> **Stated exercise 1**
In the passage on Stan lvalues, how many dimensions does a matrix have?
> **Stated exercise 2**
Edit the records from the line containing "Please identify the striped carrying" through the end of the records, replacing "blue sky" with "clear sky" and changing nothing else. Return only those lines.

> **Given passage**

The expressions that are legal left-hand sides of assignment statements are known as “lvalues.” In Stan, there are only two kinds of legal lvalues,

- a variable, or
- a variable with one or more indices.

To be used as an lvalue, an indexed variable must have at least as many dimensions as the number of indices provided. An array of real or integer types has as many dimensions as it is declared for. A matrix has two dimensions and a vector or row vector one dimension; this also holds for the constrained types, covariance and correlation matrices and their Cholesky factors and ordered, positive ordered, and simplex vectors. An array of matrices has two more dimensions than the array and an array of vectors or row vectors has one more dimension than the array. Note that the number of indices can be less than the number of dimensions of the variable, meaning that the right hand side must itself be multidimensional to match the remaining dimensions.

Some records

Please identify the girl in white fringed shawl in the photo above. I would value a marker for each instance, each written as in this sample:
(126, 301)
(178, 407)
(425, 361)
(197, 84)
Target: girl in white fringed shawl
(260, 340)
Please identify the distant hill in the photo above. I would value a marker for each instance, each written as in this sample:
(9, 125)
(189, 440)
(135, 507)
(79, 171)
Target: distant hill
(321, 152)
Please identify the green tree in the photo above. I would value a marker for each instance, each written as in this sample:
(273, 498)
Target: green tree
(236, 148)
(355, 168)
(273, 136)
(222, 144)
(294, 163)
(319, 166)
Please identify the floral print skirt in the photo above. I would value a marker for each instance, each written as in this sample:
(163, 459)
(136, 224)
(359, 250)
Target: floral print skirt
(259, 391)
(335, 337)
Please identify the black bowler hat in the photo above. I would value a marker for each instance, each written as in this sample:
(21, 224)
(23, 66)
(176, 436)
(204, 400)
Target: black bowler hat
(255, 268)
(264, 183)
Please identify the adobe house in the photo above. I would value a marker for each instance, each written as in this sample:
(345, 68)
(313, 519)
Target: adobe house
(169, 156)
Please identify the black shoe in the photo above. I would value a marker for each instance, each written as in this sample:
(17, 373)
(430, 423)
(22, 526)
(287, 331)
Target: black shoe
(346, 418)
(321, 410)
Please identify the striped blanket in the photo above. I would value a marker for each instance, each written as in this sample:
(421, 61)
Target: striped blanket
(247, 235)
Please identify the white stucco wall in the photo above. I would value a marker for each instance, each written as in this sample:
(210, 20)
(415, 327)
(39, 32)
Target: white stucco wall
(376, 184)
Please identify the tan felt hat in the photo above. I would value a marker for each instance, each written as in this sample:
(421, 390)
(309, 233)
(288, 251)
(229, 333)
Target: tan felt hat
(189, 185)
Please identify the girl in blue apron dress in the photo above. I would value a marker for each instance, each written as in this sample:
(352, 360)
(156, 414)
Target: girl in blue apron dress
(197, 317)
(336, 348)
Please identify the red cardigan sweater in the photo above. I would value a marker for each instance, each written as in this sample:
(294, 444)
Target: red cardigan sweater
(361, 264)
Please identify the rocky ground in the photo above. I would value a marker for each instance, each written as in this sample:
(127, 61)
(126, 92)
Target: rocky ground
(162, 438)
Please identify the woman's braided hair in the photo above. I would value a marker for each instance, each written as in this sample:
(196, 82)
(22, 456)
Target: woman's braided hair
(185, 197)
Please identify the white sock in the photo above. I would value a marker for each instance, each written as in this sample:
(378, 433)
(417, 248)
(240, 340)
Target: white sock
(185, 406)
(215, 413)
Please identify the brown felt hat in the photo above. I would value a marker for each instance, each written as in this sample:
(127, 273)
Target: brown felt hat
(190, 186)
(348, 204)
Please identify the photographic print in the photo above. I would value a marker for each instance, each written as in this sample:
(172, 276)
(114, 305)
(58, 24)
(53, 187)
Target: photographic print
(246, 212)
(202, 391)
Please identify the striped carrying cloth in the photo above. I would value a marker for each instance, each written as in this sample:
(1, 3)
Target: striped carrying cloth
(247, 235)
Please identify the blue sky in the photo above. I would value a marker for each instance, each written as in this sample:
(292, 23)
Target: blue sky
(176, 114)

> **Correct output 1**
A matrix has two dimensions.

> **Correct output 2**
Please identify the striped carrying cloth in the photo above. I would value a marker for each instance, each written as in this sample:
(1, 3)
Target: striped carrying cloth
(247, 235)
Please identify the clear sky in the photo above. I would value a marker for each instance, each written as in this sample:
(292, 23)
Target: clear sky
(176, 114)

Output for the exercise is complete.